### What the task asks
Only the text should be kept: print every entry below exactly and leave each image out.
══ Input material ══
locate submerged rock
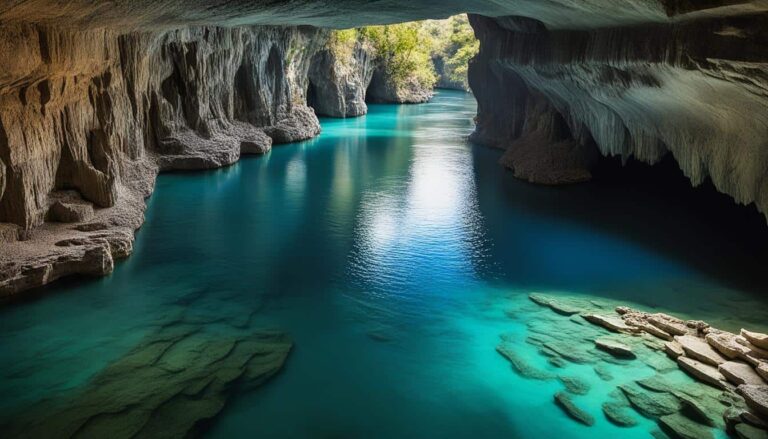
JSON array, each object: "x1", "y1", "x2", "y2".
[
  {"x1": 602, "y1": 401, "x2": 638, "y2": 427},
  {"x1": 620, "y1": 383, "x2": 681, "y2": 418},
  {"x1": 529, "y1": 293, "x2": 583, "y2": 315},
  {"x1": 658, "y1": 413, "x2": 715, "y2": 439},
  {"x1": 735, "y1": 422, "x2": 768, "y2": 439},
  {"x1": 496, "y1": 343, "x2": 554, "y2": 380},
  {"x1": 1, "y1": 323, "x2": 292, "y2": 438},
  {"x1": 554, "y1": 392, "x2": 595, "y2": 426},
  {"x1": 559, "y1": 375, "x2": 591, "y2": 395}
]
═══
### Written reply
locate submerged rock
JSON array, each object: "x1", "y1", "x2", "y2".
[
  {"x1": 602, "y1": 401, "x2": 638, "y2": 427},
  {"x1": 620, "y1": 383, "x2": 681, "y2": 418},
  {"x1": 529, "y1": 293, "x2": 583, "y2": 315},
  {"x1": 658, "y1": 413, "x2": 715, "y2": 439},
  {"x1": 735, "y1": 422, "x2": 768, "y2": 439},
  {"x1": 496, "y1": 343, "x2": 554, "y2": 380},
  {"x1": 1, "y1": 323, "x2": 292, "y2": 438},
  {"x1": 554, "y1": 392, "x2": 595, "y2": 426},
  {"x1": 559, "y1": 375, "x2": 591, "y2": 395}
]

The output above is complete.